Convert the stretch from the start of the lines below through the line containing "box: [26, 93, 45, 102]" into a JSON list of strings, one string per line, skipping blank lines and leaving out the pictures.

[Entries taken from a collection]
----------
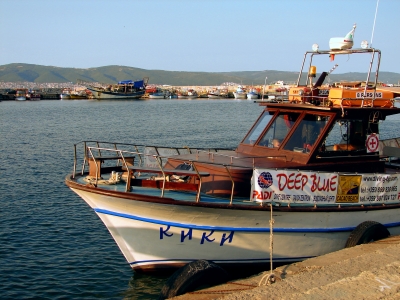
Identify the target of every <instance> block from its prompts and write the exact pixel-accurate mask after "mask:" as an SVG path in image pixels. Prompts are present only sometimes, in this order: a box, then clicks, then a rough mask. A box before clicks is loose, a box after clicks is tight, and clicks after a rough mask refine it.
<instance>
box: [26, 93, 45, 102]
mask: <svg viewBox="0 0 400 300" xmlns="http://www.w3.org/2000/svg"><path fill="white" fill-rule="evenodd" d="M27 96H28V98H29V100H31V101H37V100H40V99H41V98H42V95H40V94H39V93H37V92H36V91H29V92H28V94H27Z"/></svg>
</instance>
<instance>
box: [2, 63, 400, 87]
mask: <svg viewBox="0 0 400 300" xmlns="http://www.w3.org/2000/svg"><path fill="white" fill-rule="evenodd" d="M266 76H268V79H267V83H271V82H274V81H278V80H283V81H286V82H294V81H297V76H298V73H297V71H296V72H284V71H276V70H265V71H243V72H181V71H163V70H145V69H139V68H133V67H127V66H104V67H98V68H89V69H79V68H60V67H53V66H41V65H33V64H19V63H13V64H8V65H2V66H0V81H2V82H23V81H27V82H35V83H47V82H53V83H64V82H73V83H76V82H77V81H78V80H79V79H80V80H84V81H92V82H102V83H110V84H112V83H116V82H117V81H121V80H128V79H132V80H138V79H141V78H143V77H149V78H150V79H149V84H160V85H162V84H165V85H175V86H186V85H187V86H190V85H199V86H215V85H220V84H222V83H223V82H234V83H240V84H244V85H262V84H264V82H265V77H266ZM339 76H340V79H341V80H360V81H365V80H366V77H367V74H366V73H357V72H352V73H345V74H340V75H336V74H331V75H330V76H329V78H330V80H331V81H337V80H339ZM379 81H381V82H384V83H387V82H388V83H394V84H397V83H398V82H399V81H400V74H399V73H393V72H380V73H379Z"/></svg>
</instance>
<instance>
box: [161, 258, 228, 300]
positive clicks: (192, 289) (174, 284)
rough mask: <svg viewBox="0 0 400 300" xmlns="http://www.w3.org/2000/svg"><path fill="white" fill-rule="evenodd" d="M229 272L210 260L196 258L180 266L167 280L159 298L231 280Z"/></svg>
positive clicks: (187, 291)
mask: <svg viewBox="0 0 400 300" xmlns="http://www.w3.org/2000/svg"><path fill="white" fill-rule="evenodd" d="M229 277H230V276H229V274H228V273H227V272H226V271H225V270H224V269H223V268H221V267H220V266H218V265H216V264H215V263H213V262H211V261H208V260H196V261H193V262H191V263H188V264H187V265H185V266H183V267H181V268H179V269H178V270H177V271H176V272H175V273H173V274H172V275H171V277H170V278H168V280H167V281H166V282H165V284H164V286H163V287H162V289H161V293H160V296H159V299H168V298H171V297H175V296H179V295H182V294H185V293H188V292H192V291H194V290H195V289H197V288H198V287H201V286H204V287H208V286H214V285H218V284H221V283H224V282H227V281H228V280H229Z"/></svg>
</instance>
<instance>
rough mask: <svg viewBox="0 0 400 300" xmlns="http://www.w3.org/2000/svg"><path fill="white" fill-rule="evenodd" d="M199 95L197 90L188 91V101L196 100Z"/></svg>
mask: <svg viewBox="0 0 400 300" xmlns="http://www.w3.org/2000/svg"><path fill="white" fill-rule="evenodd" d="M198 97H199V94H197V92H196V91H195V90H188V94H187V98H188V99H195V98H198Z"/></svg>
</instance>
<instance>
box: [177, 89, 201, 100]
mask: <svg viewBox="0 0 400 300" xmlns="http://www.w3.org/2000/svg"><path fill="white" fill-rule="evenodd" d="M197 97H198V94H197V92H196V91H195V90H193V89H188V90H187V91H186V90H183V91H179V92H178V98H179V99H195V98H197Z"/></svg>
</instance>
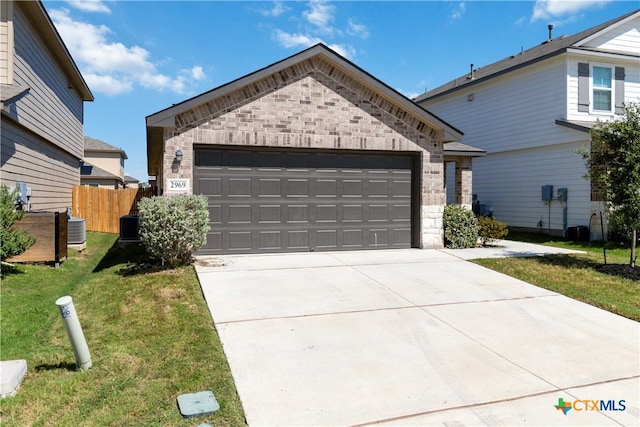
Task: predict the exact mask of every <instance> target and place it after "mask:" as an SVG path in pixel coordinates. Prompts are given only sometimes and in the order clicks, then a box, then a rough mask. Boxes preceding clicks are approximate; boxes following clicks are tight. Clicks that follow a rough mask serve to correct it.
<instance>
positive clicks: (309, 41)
mask: <svg viewBox="0 0 640 427" xmlns="http://www.w3.org/2000/svg"><path fill="white" fill-rule="evenodd" d="M273 37H274V38H275V39H276V41H277V42H278V43H280V45H281V46H283V47H286V48H291V47H303V48H307V47H310V46H313V45H315V44H318V43H323V41H322V39H319V38H317V37H312V36H309V35H306V34H290V33H286V32H284V31H282V30H275V32H274V33H273Z"/></svg>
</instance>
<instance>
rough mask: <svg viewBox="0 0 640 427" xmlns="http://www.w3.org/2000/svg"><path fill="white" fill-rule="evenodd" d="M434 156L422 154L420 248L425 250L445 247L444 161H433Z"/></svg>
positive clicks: (420, 215) (425, 153) (444, 193)
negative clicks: (444, 219) (443, 161)
mask: <svg viewBox="0 0 640 427" xmlns="http://www.w3.org/2000/svg"><path fill="white" fill-rule="evenodd" d="M432 155H433V154H432V153H431V154H430V153H426V152H425V153H423V154H422V170H421V173H422V186H421V187H422V188H421V191H422V194H421V206H420V247H421V248H425V249H426V248H442V247H443V246H444V232H443V229H442V214H443V212H444V204H445V198H446V194H445V191H444V186H443V185H442V181H443V180H444V163H443V162H442V161H432ZM441 158H442V157H441V156H440V159H441ZM434 160H435V159H434Z"/></svg>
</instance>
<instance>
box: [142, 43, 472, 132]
mask: <svg viewBox="0 0 640 427" xmlns="http://www.w3.org/2000/svg"><path fill="white" fill-rule="evenodd" d="M318 55H320V56H322V58H323V59H325V60H328V61H329V62H331V63H333V64H334V65H337V66H338V67H340V68H342V69H343V70H344V71H346V72H347V73H349V74H351V75H352V76H353V77H355V78H357V79H358V80H359V81H364V82H365V83H366V84H368V86H370V87H371V88H372V89H374V90H377V91H378V92H381V93H382V94H384V95H385V96H386V97H388V98H389V99H391V100H393V101H395V102H396V103H397V104H399V105H400V106H402V107H404V108H405V109H407V110H408V111H410V112H413V113H414V114H416V115H418V116H419V117H421V118H422V119H423V120H424V121H426V122H427V123H428V124H430V125H431V126H434V127H436V128H439V129H443V130H444V133H445V139H447V140H459V139H461V138H462V135H463V133H462V132H461V131H460V130H458V129H456V128H455V127H453V126H451V125H450V124H449V123H447V122H445V121H444V120H442V119H440V118H439V117H437V116H435V115H434V114H431V113H429V112H428V111H427V110H425V109H424V108H422V107H420V106H419V105H417V104H415V103H414V102H413V101H411V100H410V99H409V98H407V97H405V96H404V95H402V94H401V93H400V92H398V91H396V90H395V89H393V88H391V87H390V86H388V85H386V84H385V83H383V82H382V81H380V80H378V79H377V78H375V77H373V76H372V75H371V74H369V73H367V72H366V71H364V70H363V69H362V68H360V67H358V66H357V65H355V64H354V63H353V62H351V61H349V60H347V59H346V58H344V57H342V56H340V55H339V54H338V53H336V52H335V51H333V50H331V49H330V48H328V47H327V46H326V45H324V44H322V43H318V44H316V45H314V46H312V47H310V48H308V49H306V50H303V51H302V52H299V53H297V54H295V55H292V56H290V57H288V58H286V59H283V60H282V61H279V62H276V63H274V64H272V65H269V66H267V67H265V68H262V69H261V70H258V71H255V72H253V73H251V74H248V75H246V76H244V77H241V78H239V79H237V80H234V81H232V82H230V83H227V84H225V85H222V86H219V87H217V88H215V89H212V90H210V91H208V92H205V93H202V94H200V95H197V96H195V97H193V98H190V99H187V100H186V101H183V102H180V103H178V104H174V105H173V106H171V107H169V108H166V109H164V110H161V111H158V112H157V113H154V114H151V115H149V116H147V118H146V119H147V127H173V126H174V121H173V119H174V117H175V116H176V115H177V114H180V113H182V112H184V111H187V110H190V109H192V108H194V107H196V106H198V105H202V104H204V103H206V102H208V101H210V100H211V99H214V98H217V97H220V96H223V95H225V94H227V93H229V92H231V91H233V90H236V89H238V88H240V87H243V86H245V85H247V84H249V83H251V82H252V81H255V80H258V79H261V78H263V77H266V76H268V75H271V74H274V73H277V72H278V71H280V70H282V69H284V68H288V67H290V66H291V65H293V64H296V63H298V62H301V61H304V60H307V59H309V58H312V57H314V56H318Z"/></svg>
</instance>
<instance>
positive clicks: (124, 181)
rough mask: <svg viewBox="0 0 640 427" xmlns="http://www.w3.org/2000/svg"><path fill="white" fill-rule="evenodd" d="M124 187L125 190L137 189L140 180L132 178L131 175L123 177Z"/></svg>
mask: <svg viewBox="0 0 640 427" xmlns="http://www.w3.org/2000/svg"><path fill="white" fill-rule="evenodd" d="M124 186H125V188H138V187H140V186H141V184H140V180H138V179H137V178H134V177H132V176H131V175H125V176H124Z"/></svg>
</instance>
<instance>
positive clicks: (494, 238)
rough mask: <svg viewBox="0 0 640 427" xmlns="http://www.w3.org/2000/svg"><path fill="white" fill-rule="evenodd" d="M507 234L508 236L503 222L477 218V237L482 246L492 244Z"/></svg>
mask: <svg viewBox="0 0 640 427" xmlns="http://www.w3.org/2000/svg"><path fill="white" fill-rule="evenodd" d="M507 234H509V230H508V229H507V224H505V223H504V222H501V221H498V220H496V219H493V218H489V217H486V216H481V217H479V218H478V236H479V237H480V243H482V246H487V245H490V244H494V243H495V242H496V241H497V240H500V239H502V238H504V237H505V236H506V235H507Z"/></svg>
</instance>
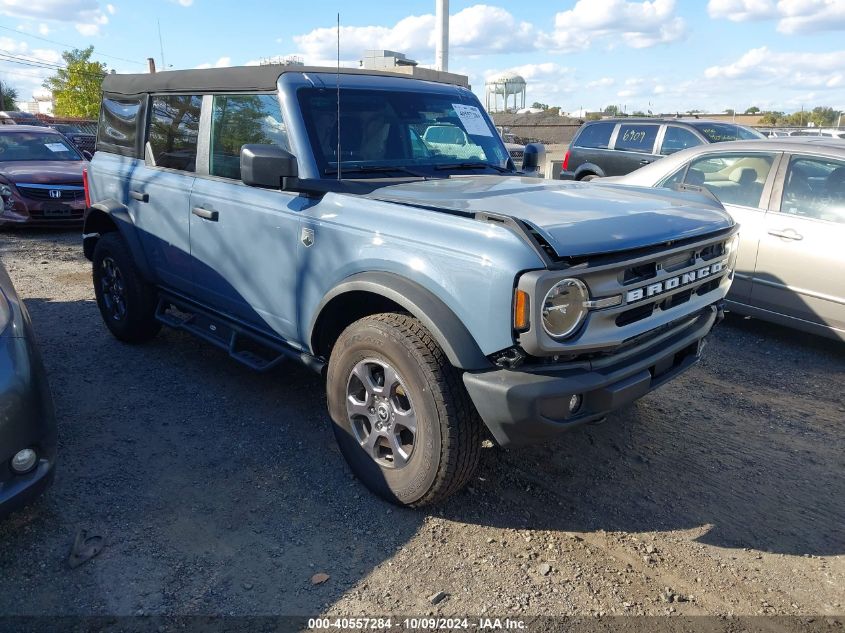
----------
WRITTEN REPLY:
[
  "Identify the target of every <instance> block from its prompts and write the exact pixel-accurate mask after \"mask:\" as an SVG path in image pixels. Prompts are present only sometimes, in this order: a box, then clicks, then a rough mask. A box before clicks is loose, a box after clicks is tight, and clicks after a rough mask refine it.",
  "<instance>",
  "box: [26, 93, 45, 102]"
]